Task item.
Retype each of the records below line for line, word for word, leaving out the pictures.
━━━━━━━━━━
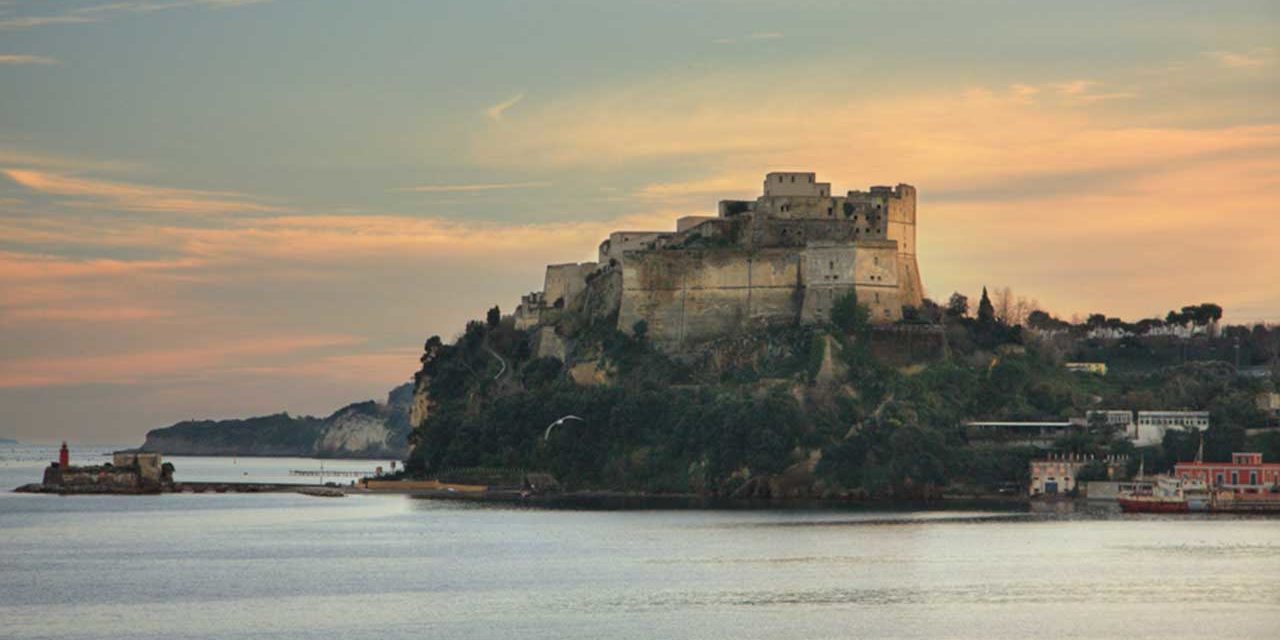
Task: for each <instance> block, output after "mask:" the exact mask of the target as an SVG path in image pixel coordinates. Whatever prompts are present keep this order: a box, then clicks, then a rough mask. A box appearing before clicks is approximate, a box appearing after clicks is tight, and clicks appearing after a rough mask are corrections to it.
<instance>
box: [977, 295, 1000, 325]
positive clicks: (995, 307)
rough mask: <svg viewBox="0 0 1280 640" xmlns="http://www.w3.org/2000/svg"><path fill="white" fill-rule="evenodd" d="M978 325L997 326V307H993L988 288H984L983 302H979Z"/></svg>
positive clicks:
━━━━━━━━━━
Solution for this task.
Task: for each <instance> block, output after "mask:" the exact mask of the target as an SVG path in image pixel coordinates. Whatever prompts are present keep this order: a box, then clicks, then a rough mask. A box appearing before clicks is approximate, a box appearing after clicks is tight, and clicks appearing after a rough mask are corrections to it.
<instance>
box: [977, 295, 1000, 325]
positive clicks: (995, 307)
rough mask: <svg viewBox="0 0 1280 640" xmlns="http://www.w3.org/2000/svg"><path fill="white" fill-rule="evenodd" d="M978 325L997 326V307H993L988 288H984L983 302H979Z"/></svg>
positive clicks:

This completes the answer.